- **Provided records**
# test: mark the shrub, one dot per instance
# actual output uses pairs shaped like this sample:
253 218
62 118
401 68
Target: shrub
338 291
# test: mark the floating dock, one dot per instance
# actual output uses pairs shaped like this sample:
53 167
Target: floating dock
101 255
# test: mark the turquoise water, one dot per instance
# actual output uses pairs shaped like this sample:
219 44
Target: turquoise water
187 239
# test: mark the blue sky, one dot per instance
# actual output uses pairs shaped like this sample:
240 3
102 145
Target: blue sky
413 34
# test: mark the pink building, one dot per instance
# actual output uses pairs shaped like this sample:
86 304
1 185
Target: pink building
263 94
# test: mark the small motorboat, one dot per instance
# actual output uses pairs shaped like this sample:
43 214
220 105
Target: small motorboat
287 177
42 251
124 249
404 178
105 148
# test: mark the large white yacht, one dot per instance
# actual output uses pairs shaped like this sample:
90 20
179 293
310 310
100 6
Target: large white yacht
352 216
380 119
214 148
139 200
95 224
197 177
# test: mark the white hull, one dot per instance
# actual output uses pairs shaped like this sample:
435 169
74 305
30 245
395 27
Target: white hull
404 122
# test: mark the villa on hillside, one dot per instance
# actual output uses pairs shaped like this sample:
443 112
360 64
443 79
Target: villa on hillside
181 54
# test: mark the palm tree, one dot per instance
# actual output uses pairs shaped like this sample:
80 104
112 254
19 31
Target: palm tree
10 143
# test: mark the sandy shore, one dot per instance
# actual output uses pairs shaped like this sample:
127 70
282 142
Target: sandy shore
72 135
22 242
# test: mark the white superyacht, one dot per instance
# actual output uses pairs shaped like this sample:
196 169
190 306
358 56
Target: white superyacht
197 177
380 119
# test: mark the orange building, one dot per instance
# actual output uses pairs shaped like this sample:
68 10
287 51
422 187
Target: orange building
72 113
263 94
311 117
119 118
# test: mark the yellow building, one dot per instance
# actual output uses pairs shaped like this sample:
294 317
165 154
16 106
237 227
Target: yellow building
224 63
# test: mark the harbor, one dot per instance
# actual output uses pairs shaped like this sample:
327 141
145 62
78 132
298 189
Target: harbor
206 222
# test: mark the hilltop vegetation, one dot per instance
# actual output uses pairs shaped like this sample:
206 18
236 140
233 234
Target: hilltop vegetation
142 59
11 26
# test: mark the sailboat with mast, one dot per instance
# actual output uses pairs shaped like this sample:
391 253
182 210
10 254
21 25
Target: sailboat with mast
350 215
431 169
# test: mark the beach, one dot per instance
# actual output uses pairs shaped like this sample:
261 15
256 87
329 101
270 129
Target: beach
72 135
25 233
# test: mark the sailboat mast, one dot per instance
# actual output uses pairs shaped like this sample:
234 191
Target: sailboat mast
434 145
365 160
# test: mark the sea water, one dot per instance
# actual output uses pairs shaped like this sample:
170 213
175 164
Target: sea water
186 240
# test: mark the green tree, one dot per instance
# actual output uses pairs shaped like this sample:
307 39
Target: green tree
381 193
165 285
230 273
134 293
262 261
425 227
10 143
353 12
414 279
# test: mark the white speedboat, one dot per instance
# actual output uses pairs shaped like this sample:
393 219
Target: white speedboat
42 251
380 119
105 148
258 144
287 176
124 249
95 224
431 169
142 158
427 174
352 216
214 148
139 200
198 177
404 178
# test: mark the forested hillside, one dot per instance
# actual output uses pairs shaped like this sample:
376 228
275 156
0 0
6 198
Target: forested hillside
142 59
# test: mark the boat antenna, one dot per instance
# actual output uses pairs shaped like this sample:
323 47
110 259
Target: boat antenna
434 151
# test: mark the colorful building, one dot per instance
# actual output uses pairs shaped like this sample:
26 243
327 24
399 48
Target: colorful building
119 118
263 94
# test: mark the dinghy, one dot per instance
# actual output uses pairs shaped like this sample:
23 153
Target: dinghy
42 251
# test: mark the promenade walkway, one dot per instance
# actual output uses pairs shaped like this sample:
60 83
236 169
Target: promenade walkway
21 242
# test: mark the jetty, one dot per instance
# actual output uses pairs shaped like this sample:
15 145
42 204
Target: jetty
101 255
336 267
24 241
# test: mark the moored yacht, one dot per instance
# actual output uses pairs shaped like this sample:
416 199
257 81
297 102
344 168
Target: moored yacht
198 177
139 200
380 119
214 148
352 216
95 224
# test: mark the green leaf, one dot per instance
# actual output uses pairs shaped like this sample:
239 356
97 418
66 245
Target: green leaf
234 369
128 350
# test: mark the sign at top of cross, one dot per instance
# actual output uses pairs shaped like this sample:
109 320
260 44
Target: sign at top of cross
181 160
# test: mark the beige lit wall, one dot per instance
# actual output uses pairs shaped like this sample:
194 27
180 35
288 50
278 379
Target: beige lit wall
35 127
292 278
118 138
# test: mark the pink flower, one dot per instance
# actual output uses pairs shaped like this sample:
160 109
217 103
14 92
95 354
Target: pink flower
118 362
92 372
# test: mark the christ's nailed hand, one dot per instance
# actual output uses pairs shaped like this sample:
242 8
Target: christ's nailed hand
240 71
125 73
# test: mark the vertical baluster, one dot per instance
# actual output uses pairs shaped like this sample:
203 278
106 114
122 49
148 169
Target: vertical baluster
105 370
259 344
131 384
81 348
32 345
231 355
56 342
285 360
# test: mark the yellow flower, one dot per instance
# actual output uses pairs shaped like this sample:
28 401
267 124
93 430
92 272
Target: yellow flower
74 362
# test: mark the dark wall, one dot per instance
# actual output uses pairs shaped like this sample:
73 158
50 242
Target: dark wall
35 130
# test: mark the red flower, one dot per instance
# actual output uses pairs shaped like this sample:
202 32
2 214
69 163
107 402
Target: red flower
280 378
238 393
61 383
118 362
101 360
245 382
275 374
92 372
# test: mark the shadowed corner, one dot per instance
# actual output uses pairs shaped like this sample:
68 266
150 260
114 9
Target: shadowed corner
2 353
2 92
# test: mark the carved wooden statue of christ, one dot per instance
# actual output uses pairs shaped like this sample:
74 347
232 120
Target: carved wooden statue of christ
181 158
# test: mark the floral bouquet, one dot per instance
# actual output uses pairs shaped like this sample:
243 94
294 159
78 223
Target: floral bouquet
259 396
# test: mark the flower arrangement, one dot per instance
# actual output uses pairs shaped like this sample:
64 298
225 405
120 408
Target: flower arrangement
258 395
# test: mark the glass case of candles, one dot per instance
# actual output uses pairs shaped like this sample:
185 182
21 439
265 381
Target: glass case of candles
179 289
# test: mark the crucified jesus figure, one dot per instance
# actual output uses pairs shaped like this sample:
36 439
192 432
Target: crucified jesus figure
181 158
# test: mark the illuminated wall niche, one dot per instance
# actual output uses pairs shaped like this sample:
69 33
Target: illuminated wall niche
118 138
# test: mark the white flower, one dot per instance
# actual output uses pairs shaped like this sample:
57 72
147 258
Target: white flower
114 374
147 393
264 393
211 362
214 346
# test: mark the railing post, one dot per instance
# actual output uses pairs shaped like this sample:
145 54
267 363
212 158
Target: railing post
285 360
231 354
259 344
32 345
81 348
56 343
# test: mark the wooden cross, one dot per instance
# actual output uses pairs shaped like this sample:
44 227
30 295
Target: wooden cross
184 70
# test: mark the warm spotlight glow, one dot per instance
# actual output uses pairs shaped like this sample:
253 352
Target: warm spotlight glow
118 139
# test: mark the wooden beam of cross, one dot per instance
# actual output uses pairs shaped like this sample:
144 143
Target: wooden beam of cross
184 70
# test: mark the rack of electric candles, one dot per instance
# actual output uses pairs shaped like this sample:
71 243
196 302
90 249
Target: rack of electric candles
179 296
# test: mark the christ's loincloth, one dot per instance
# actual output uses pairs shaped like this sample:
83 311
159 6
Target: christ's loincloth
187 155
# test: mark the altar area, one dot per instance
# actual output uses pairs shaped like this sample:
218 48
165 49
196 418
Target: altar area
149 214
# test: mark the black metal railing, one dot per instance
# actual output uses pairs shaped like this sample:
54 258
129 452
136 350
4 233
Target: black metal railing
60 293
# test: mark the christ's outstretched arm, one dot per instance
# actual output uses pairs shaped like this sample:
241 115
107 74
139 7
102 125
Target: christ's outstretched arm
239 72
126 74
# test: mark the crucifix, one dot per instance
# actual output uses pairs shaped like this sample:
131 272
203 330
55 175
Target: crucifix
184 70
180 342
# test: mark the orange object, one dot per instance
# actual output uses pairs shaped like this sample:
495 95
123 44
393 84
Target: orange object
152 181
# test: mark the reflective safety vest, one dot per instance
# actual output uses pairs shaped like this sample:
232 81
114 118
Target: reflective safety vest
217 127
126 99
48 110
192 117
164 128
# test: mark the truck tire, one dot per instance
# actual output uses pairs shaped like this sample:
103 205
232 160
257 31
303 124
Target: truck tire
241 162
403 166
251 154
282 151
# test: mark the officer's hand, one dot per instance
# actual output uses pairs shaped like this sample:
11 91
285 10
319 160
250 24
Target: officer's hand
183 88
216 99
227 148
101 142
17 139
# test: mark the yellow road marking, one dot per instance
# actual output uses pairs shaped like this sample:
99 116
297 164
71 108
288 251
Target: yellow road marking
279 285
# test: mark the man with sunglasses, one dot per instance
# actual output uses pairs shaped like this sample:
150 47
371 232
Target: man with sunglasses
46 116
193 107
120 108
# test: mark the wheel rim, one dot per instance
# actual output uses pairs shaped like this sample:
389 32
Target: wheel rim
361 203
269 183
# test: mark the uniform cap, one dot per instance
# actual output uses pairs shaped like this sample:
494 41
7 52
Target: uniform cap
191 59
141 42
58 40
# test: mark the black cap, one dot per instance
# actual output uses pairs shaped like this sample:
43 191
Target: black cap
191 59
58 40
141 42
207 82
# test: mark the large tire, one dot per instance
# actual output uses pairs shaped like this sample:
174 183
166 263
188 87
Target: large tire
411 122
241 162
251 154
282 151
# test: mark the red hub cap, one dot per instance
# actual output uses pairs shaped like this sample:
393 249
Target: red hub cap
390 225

- **Your instructions**
Every line from the one containing "# test: mark the large tire, one" through the end of the entries above must be echoed exactly, with both ends kept.

- **Reply to the exercise**
# test: mark the large tire, one dot per instance
# actual output uses pairs shaped like this sample:
174 183
166 263
188 87
Target: large tire
411 122
241 162
251 154
282 151
# test: mark the red hub cap, one dot per instance
# actual output uses pairs shaped like this sample:
393 249
Target: red hub cap
390 225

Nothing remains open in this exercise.